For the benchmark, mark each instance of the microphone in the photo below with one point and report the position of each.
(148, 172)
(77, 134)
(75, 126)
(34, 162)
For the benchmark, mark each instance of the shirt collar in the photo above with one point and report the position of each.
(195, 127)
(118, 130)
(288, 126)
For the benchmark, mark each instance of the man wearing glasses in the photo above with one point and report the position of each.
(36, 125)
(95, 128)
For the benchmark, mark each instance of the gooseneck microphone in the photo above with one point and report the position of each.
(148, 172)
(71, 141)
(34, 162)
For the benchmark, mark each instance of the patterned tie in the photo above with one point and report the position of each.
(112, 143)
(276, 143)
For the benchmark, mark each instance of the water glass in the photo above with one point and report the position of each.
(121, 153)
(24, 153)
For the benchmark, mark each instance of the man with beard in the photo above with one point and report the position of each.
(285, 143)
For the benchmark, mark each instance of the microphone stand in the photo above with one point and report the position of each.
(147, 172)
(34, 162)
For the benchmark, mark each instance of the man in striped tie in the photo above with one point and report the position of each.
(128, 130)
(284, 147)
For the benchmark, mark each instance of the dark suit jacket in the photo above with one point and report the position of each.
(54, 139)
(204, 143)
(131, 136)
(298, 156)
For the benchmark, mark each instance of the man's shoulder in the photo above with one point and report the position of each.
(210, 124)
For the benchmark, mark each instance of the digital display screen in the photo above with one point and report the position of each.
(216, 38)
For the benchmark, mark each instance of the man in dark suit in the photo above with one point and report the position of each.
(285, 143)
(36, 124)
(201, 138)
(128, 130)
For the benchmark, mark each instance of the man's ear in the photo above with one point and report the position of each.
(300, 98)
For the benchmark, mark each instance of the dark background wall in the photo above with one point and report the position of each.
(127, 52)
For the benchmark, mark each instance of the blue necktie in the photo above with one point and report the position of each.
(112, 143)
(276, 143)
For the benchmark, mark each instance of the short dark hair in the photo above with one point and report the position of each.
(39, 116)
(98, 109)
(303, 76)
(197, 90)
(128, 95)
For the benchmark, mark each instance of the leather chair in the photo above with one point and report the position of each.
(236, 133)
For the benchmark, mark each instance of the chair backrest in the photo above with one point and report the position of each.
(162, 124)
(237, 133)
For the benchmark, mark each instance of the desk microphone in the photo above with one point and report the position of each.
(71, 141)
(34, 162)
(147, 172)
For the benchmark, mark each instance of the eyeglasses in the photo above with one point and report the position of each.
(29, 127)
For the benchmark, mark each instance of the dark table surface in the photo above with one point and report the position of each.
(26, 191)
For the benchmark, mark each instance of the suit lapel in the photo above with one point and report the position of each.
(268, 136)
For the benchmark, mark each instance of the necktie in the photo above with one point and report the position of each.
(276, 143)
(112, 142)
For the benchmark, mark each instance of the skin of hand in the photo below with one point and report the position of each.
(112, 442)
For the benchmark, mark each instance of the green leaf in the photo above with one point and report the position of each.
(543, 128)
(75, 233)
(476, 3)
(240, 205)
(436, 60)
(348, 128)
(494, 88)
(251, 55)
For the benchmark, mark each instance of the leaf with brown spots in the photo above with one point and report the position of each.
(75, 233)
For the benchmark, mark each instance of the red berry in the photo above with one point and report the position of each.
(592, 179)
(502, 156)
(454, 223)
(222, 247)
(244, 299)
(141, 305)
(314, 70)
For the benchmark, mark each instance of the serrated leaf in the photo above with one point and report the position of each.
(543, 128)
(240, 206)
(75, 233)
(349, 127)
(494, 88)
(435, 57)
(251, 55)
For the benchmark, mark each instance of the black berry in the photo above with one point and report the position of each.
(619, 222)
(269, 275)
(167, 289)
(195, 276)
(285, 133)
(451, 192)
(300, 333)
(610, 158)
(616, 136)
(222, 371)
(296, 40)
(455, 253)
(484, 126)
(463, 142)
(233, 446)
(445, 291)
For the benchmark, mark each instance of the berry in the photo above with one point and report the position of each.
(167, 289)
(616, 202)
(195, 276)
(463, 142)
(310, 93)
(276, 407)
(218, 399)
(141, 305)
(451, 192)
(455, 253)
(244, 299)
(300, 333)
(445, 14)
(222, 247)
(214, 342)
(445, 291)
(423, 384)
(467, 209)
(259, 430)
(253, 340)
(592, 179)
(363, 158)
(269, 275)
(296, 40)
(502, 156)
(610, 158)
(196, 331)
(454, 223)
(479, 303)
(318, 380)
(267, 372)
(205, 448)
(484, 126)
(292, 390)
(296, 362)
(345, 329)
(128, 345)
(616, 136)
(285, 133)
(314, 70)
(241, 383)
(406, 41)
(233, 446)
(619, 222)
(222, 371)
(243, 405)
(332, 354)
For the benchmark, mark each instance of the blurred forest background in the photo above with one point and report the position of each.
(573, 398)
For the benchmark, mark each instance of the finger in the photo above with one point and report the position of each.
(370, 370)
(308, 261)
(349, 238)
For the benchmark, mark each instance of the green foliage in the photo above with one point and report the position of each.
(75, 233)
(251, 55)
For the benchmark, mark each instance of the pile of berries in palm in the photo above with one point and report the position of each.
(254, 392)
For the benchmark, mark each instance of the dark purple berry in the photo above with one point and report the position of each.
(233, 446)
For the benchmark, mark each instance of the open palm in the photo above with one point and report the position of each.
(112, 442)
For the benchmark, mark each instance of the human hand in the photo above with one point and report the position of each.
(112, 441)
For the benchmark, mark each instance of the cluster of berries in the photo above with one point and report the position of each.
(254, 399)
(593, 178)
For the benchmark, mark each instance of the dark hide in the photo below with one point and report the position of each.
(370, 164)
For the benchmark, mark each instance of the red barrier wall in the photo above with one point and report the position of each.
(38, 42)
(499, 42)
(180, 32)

┄┄┄┄┄┄┄┄┄┄┄┄┄┄┄┄┄┄┄┄

GIVEN PROBLEM:
Put the lines above into a two-column CSV with the header label_text,points. Each line that asks for points gets one row: its wording goes in label_text, and every coordinate pair listed under it goes in points. Enclose each field in quotation marks and replace line breaks with spaces.

EXERCISE RESPONSE:
label_text,points
"For the benchmark, mark each instance of the microphone in the photo below with one point and report the position of each.","(148, 172) (77, 134) (75, 126) (34, 162)"
"For the benchmark, mark each instance of the shirt collar in the photo above with one point and report the position of each.","(195, 127) (118, 130) (288, 126)"
"For the benchmark, mark each instance of the man wearing glasses in the photo above with one point and report the position of each.","(36, 125) (95, 128)"
"For the benchmark, mark each instance of the gooseneck microphone in the photo above with one point and report the position of each.","(148, 172) (71, 141) (34, 162)"
"For the benchmark, mark each instance of the patterned tie in the photo above with one point and report the position of each.","(112, 143) (276, 143)"
"For the benchmark, mark each instance of the water glass in the photo above with one point and report the position of each.","(121, 153) (24, 153)"
"For the benchmark, mark each instance of the man with beard in the photo above with one point and report the position of each.","(285, 143)"
"For the benchmark, mark each instance of the microphone stand in the photo above with one point and report the position of each.","(147, 172) (34, 162)"
"For the benchmark, mark each instance of the man in striped tie in the photo above with one point and report the position of each.","(128, 130) (284, 147)"
"For the benchmark, mark each instance of the dark suit jacket in the photo above with one point and report the position of each.","(54, 139) (204, 143) (131, 136) (298, 156)"
"For the benchmark, mark each instance of the man's shoulder in the photo above with one point and report the position of each.","(210, 124)"
"For the benchmark, mark each instance of the digital display screen in the photo above with one point and report the position of each.","(216, 38)"
"For the benchmark, mark each instance of the man in dark suit in the photo above with one point and report the position of each.","(285, 143) (36, 124) (201, 138) (128, 130)"
"For the benchmark, mark each instance of the man's ear in the photo above with one point and report the position of each.","(300, 98)"
"For the benchmark, mark each instance of the dark background wall in the photo above with one point and report the position of each.","(127, 52)"
"For the benchmark, mark each instance of the blue necktie in the photo above with one point and report the position of each.","(112, 143) (276, 143)"
"For the benchmark, mark each instance of the short dark hair in the photo above with one point and report the position of each.","(39, 116) (98, 109) (303, 76) (197, 90) (128, 95)"
"For the benchmark, mark each instance of the leather chair in the photo above with one point and report the position of each.","(236, 133)"
"For the benchmark, mark each instance of the chair backrest in the photo above with one point and report the position of each.","(162, 124) (237, 133)"
"For the benchmark, mark each instance of the desk microphone in the photo above with one point and report the position of each.","(71, 141) (34, 162) (147, 172)"
"For the benchmark, mark each instance of the eyeglasses in the photo above with one point and report the position of each.","(29, 127)"
"For the benchmark, mark each instance of the dark table surface in the photo above with one point and report the position of each.","(26, 191)"
"For the benchmark, mark each instance of the suit lapel in the photo above with one point and report the position of each.","(268, 136)"
"For the benchmark, mark each instance of the necktie in the photo above with one point and report the position of each.","(276, 143) (112, 142)"
"For the benchmark, mark each instance of the skin of hand in the photo below with one point and report the position of each.","(112, 442)"
"For the benchmark, mark each instance of the green leaf in the photo above with one point and report the position of each.","(543, 128) (75, 233) (476, 3) (240, 205) (436, 60) (348, 128) (494, 88) (251, 55)"
"For the benchmark, mark each instance of the leaf with brown spots in the photo above with one point and report the position of each.","(75, 233)"
"For the benchmark, mark each instance of the red berry in the photo above with one point and report the position of each.","(592, 179) (502, 156) (454, 223) (222, 247) (244, 299) (141, 305) (314, 70)"
"For the benchmark, mark each instance of the serrated leaf in the photo above with one point and report the position of each.","(543, 128) (240, 206) (75, 233) (349, 127) (494, 88) (435, 57) (251, 55)"
"For the benchmark, mark each instance of the black berry in the photo above with one point and report the position of each.","(619, 222) (269, 275) (167, 289) (195, 276) (285, 133) (451, 192) (300, 333) (610, 158) (616, 136) (222, 371) (296, 40) (455, 253) (484, 126) (463, 142) (233, 446) (445, 291)"
"For the benchmark, mark each instance of the berry in the photo above with one point and report the position of each.","(167, 289) (616, 202) (195, 276) (463, 142) (310, 93) (276, 407) (218, 399) (141, 305) (451, 192) (455, 253) (244, 299) (300, 333) (445, 14) (222, 247) (214, 342) (445, 291) (423, 384) (467, 209) (259, 430) (253, 340) (592, 179) (363, 158) (269, 275) (296, 40) (502, 156) (610, 158) (196, 331) (454, 223) (479, 303) (318, 380) (267, 372) (205, 448) (484, 126) (292, 390) (296, 362) (345, 329) (128, 345) (616, 136) (285, 133) (314, 70) (241, 383) (406, 41) (233, 446) (619, 222) (222, 371) (243, 405) (332, 354)"
"For the benchmark, mark each instance of the blurred forest background in the photo above with one point and report the position of each.","(573, 398)"
"For the benchmark, mark each instance of the finger in the photo above with one point and report the position of each.","(370, 370) (308, 261) (349, 238)"
"For the benchmark, mark each instance of the green foliage in the photo above with one point and report the position of each.","(75, 233) (251, 55)"
"For the benchmark, mark each instance of the pile of berries in palm in the photo above with one point and report the position of each.","(254, 392)"
"For the benchmark, mark each instance of the dark purple berry in the photo above with one point and report the position of each.","(233, 446)"
"For the benchmark, mark each instance of the open palm in the photo above with one point and report the position of each.","(112, 442)"
"For the benchmark, mark each instance of the human hand in the photo above with one point and report the position of each.","(112, 441)"
"For the benchmark, mark each instance of the cluster of berries in the photo above with one point and report the position of each.","(254, 399) (593, 178)"
"For the benchmark, mark each instance of the dark hide in the photo below with one point and report the position of each.","(370, 164)"
"For the benchmark, mark each instance of the red barrier wall in the photo above with one point and report the position of each.","(38, 42) (499, 42) (180, 32)"